(Document text begins)

I was put on a medication--a beta blocker--to keep my heart rate from going too high.  Also, my MD's office was making arrangements for me to have an appointment with a cardiologist.  Of course, all of this happened on a Friday, so nothing was going to be resolved until the following week.  It was recommended that I restrict my activities and try and go on with my life.  Easier said than done!  I started out as a fairly healthy person a couple of weeks earlier and now I was told that there was something pretty significant going on with my heart, but I was supposed to stay calm and act normally.  Right.

In the middle of all of this,I began to have stomach pains.  I ignored them as much as possible, but on the fourth of October, I couldn't anymore.  At 5:00 AM I found myself in the ER with what I thought were heart attack symptoms.  While everyone agreed that it was more than possible that I was having a heart attack, it turned out to not be one.  (For the rest of the weekend I was in bed, sick, with a fever, stomach pains, no appetite--all pointing to a stomach bug, NOT a heart problem.)  However, to be safe, the cardiologist on-call looked over my test results along with the results of my stress echo.  This brought on a whole other bunch of things for me to cope with.

Before I left the ER, I was put on ANOTHER medication, This time, a calcium channel blocker.  Again, they don't want my heart rate to go too high.  I also got some nitroglycerin pills, in case I should have chest pains.  Also, I was to have a coronary CT to see what was going on with my heart.  (Thankfully, this was instead of a cardiac catheterization, which they thought I needed in the first place.)  And I went home.

The following week found me back to the hospital for the CT and getting the report from all of the tests.  Right now, the diagnosis for me is printzmetal angina.  Yippee!  This is something that is quite uncommon and it seems as if I have very uncommon symptoms on top of everything else.  I won't be seeing the cardiologist until the 3rd of November, so I won't be able to find out how this conclusion was reached.  My internist's office seems to agree with the diagnosis, so until something different comes up when I see the cardiologist, I guess I have angina.

(Document text ends)
(Information begins)

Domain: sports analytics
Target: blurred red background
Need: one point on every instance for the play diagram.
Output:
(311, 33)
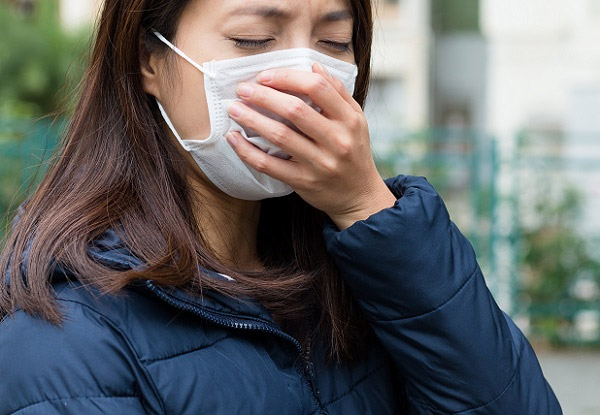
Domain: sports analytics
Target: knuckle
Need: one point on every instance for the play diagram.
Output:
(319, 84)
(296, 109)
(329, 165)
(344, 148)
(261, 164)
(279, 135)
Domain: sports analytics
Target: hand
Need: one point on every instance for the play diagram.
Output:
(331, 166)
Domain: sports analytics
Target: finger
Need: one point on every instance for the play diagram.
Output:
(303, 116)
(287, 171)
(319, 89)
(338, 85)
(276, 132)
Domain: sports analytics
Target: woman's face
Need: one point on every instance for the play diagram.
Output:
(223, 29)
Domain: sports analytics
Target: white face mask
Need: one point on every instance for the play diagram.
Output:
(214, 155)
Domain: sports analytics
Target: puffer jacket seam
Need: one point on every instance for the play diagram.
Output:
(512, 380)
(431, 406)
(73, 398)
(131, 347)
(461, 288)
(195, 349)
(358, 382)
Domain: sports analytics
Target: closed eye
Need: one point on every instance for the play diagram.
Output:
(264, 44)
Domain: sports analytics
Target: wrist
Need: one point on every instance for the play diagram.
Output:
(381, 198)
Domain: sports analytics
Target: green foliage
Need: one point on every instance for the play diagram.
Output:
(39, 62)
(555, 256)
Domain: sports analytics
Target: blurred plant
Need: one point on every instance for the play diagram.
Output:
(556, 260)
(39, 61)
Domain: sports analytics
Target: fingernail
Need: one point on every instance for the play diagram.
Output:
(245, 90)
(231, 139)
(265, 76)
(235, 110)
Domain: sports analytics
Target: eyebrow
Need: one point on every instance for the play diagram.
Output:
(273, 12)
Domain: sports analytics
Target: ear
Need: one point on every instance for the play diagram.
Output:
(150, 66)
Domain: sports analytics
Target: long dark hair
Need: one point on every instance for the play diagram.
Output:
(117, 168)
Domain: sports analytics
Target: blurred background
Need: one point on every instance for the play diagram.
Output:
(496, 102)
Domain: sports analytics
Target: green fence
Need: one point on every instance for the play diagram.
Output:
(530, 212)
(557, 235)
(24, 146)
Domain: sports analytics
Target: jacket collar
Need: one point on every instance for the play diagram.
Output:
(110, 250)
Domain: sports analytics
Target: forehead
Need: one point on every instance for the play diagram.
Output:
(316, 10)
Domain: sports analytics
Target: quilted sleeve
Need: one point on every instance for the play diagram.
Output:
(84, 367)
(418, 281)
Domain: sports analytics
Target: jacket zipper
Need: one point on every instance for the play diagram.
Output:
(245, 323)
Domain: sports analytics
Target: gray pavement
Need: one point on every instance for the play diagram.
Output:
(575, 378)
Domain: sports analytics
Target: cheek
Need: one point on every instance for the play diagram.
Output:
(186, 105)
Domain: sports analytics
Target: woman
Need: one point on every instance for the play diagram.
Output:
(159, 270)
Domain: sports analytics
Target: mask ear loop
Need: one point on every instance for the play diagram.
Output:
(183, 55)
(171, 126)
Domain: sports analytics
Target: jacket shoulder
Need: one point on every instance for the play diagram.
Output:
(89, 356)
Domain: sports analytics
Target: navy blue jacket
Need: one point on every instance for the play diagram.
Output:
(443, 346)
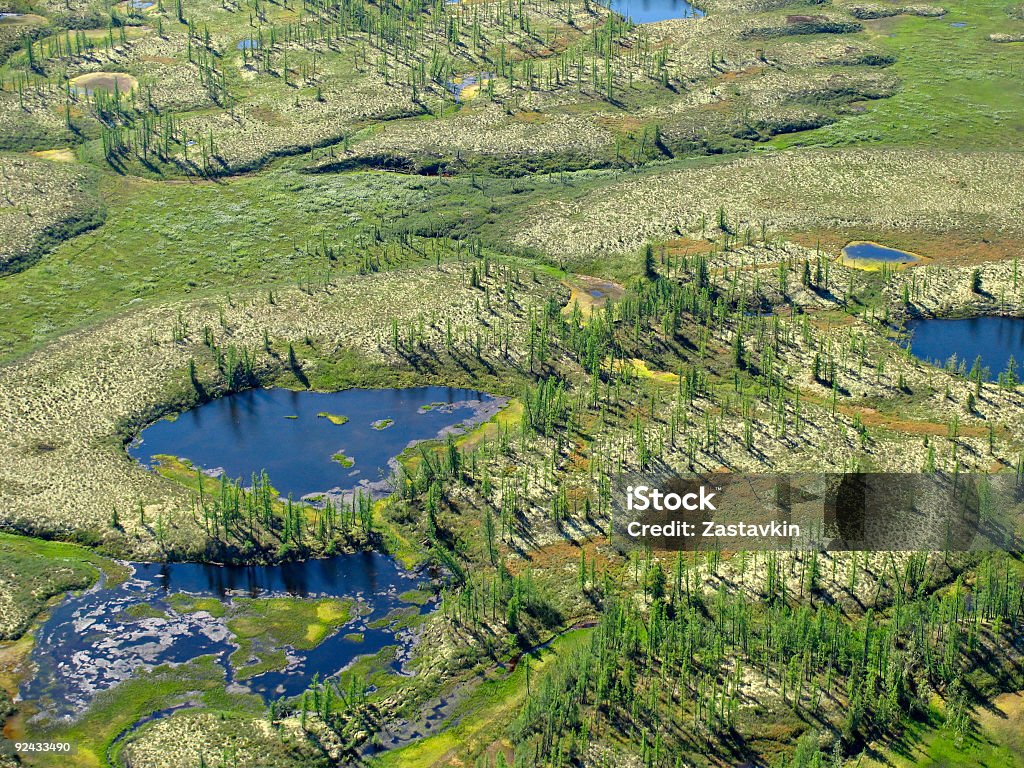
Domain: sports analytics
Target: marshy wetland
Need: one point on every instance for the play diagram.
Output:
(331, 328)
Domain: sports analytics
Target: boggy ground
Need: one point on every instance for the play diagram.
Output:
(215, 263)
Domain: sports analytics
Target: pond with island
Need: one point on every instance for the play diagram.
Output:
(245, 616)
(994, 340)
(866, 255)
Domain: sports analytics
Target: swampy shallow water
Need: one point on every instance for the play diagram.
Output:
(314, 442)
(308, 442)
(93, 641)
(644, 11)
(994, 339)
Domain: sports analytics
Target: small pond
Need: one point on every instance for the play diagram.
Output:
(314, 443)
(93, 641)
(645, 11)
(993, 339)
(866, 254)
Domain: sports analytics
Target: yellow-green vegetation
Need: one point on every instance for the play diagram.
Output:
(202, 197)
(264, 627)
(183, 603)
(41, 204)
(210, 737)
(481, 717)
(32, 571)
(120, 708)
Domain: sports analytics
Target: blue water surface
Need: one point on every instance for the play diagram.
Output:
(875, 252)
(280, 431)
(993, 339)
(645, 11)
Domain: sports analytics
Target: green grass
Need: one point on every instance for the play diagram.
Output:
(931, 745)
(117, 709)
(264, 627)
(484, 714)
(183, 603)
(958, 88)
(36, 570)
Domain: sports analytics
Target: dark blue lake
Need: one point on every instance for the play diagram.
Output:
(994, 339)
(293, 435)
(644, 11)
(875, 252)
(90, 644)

(Information ends)
(Information begins)

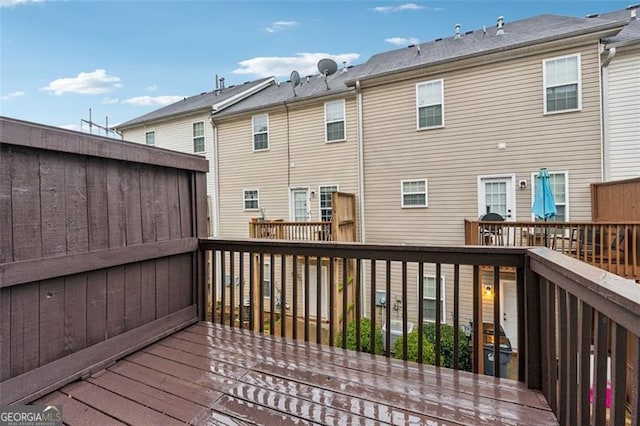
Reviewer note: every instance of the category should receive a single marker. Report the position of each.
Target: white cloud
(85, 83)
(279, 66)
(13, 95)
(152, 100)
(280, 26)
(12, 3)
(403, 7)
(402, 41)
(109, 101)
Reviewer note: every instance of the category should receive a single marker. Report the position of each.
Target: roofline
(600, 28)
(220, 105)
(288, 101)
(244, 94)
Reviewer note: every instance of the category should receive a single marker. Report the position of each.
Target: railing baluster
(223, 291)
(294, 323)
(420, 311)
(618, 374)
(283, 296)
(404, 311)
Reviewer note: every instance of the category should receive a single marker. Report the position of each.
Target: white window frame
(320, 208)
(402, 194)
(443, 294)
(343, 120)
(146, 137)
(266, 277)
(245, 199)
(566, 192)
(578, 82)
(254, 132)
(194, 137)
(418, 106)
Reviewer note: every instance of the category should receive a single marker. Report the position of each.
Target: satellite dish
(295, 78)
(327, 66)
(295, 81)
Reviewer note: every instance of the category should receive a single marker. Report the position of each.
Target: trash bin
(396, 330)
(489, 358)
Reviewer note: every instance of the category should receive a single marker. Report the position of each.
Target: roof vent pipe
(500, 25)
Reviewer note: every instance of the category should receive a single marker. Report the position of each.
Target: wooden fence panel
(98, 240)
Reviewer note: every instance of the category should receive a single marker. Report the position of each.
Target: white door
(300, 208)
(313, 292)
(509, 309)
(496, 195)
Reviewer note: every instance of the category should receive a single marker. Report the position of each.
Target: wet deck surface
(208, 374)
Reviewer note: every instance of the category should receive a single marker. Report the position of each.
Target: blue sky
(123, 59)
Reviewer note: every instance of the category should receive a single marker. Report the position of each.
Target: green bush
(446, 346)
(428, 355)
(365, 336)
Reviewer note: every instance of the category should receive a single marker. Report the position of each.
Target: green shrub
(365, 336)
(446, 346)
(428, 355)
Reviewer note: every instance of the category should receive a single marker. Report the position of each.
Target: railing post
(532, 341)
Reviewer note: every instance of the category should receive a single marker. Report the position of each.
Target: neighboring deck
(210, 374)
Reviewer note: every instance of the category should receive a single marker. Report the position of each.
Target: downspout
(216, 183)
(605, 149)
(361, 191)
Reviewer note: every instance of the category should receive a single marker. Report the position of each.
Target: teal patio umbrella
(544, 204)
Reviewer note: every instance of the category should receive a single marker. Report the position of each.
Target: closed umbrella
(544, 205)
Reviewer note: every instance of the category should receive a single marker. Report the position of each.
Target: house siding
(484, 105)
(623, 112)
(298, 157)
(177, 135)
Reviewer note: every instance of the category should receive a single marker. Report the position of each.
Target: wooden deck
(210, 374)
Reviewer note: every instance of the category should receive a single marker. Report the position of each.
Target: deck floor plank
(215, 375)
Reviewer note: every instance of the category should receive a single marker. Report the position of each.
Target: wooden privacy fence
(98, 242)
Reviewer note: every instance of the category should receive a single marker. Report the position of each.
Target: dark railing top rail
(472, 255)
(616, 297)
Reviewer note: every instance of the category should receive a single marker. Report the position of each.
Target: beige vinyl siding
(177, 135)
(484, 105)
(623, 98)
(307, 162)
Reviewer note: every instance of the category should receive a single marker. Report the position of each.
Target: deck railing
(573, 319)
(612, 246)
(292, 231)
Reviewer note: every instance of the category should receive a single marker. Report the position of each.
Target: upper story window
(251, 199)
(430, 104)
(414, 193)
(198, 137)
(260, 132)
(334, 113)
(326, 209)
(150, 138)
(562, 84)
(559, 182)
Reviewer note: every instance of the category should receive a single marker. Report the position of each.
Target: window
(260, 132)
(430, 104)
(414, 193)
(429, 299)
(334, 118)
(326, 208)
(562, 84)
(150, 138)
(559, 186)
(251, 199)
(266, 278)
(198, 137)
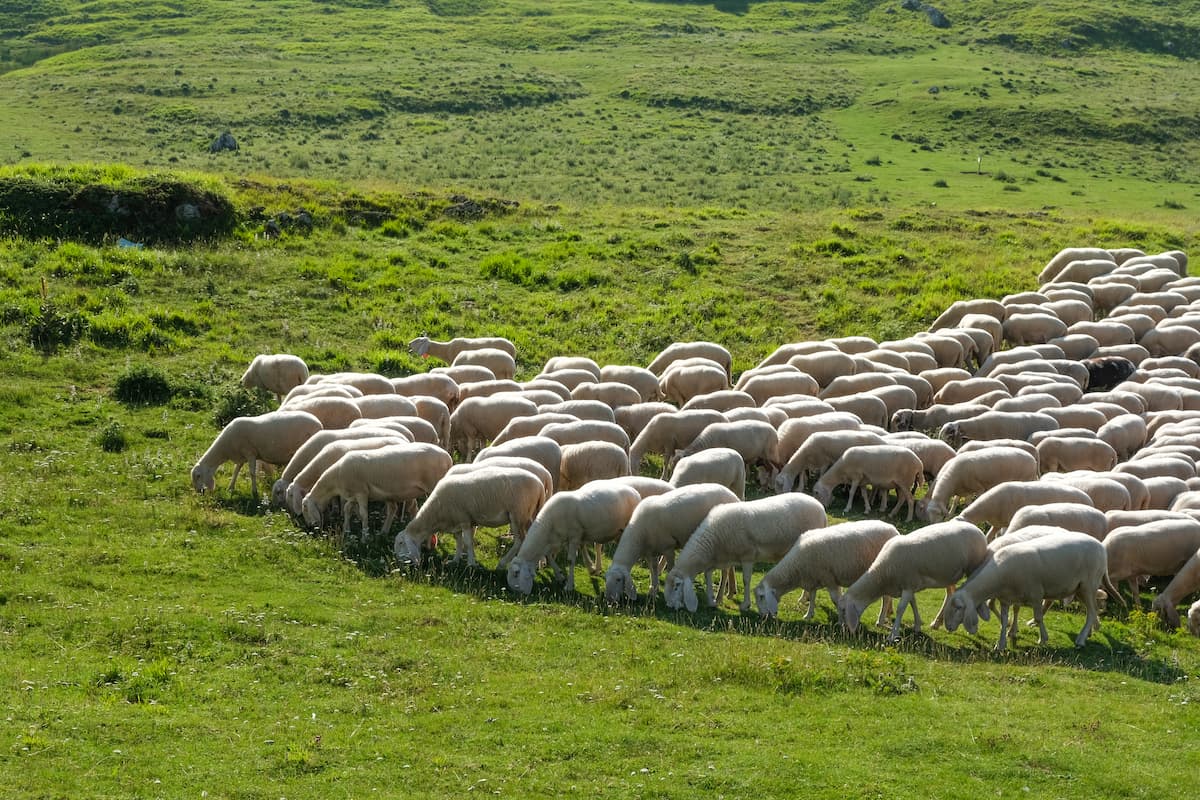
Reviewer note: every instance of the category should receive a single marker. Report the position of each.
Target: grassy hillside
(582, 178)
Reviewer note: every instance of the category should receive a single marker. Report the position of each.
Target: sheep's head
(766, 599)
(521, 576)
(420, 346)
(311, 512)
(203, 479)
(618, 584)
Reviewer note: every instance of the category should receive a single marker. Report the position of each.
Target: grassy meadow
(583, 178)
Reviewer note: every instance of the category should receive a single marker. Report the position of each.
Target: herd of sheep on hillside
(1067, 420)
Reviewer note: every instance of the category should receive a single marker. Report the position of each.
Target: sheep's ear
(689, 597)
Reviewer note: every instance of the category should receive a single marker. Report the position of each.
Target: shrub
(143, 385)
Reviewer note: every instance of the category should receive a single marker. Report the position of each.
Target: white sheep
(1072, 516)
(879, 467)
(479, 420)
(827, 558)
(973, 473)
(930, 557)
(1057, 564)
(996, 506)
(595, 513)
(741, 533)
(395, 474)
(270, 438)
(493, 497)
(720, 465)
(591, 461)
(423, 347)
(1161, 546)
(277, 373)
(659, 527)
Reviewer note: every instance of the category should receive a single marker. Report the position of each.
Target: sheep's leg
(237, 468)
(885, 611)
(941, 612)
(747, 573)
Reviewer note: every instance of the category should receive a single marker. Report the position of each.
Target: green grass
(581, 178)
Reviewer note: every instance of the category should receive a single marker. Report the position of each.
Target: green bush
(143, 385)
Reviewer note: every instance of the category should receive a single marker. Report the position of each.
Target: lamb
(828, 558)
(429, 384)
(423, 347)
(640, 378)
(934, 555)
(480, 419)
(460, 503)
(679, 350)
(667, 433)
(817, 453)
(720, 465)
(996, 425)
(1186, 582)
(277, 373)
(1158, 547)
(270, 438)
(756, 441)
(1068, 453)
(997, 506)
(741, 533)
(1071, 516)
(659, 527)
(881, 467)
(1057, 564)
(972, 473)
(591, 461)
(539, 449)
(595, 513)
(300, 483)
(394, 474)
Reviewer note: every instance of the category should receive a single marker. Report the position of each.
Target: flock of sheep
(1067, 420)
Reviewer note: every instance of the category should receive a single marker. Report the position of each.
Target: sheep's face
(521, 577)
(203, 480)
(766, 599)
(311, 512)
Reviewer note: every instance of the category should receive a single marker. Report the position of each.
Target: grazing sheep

(Information ends)

Instructions for the task — Reproduce the full account of the heart diagnosis word for word. The records were taken from a separate source.

Solution to this exercise —
I was put on a medication--a beta blocker--to keep my heart rate from going too high.  Also, my MD's office was making arrangements for me to have an appointment with a cardiologist.  Of course, all of this happened on a Friday, so nothing was going to be resolved until the following week.  It was recommended that I restrict my activities and try and go on with my life.  Easier said than done!  I started out as a fairly healthy person a couple of weeks earlier and now I was told that there was something pretty significant going on with my heart, but I was supposed to stay calm and act normally.  Right.

In the middle of all of this,I began to have stomach pains.  I ignored them as much as possible, but on the fourth of October, I couldn't anymore.  At 5:00 AM I found myself in the ER with what I thought were heart attack symptoms.  While everyone agreed that it was more than possible that I was having a heart attack, it turned out to not be one.  (For the rest of the weekend I was in bed, sick, with a fever, stomach pains, no appetite--all pointing to a stomach bug, NOT a heart problem.)  However, to be safe, the cardiologist on-call looked over my test results along with the results of my stress echo.  This brought on a whole other bunch of things for me to cope with.

Before I left the ER, I was put on ANOTHER medication, This time, a calcium channel blocker.  Again, they don't want my heart rate to go too high.  I also got some nitroglycerin pills, in case I should have chest pains.  Also, I was to have a coronary CT to see what was going on with my heart.  (Thankfully, this was instead of a cardiac catheterization, which they thought I needed in the first place.)  And I went home.

The following week found me back to the hospital for the CT and getting the report from all of the tests.  Right now, the diagnosis for me is printzmetal angina.  Yippee!  This is something that is quite uncommon and it seems as if I have very uncommon symptoms on top of everything else.  I won't be seeing the cardiologist until the 3rd of November, so I won't be able to find out how this conclusion was reached.  My internist's office seems to agree with the diagnosis, so until something different comes up when I see the cardiologist, I guess I have angina.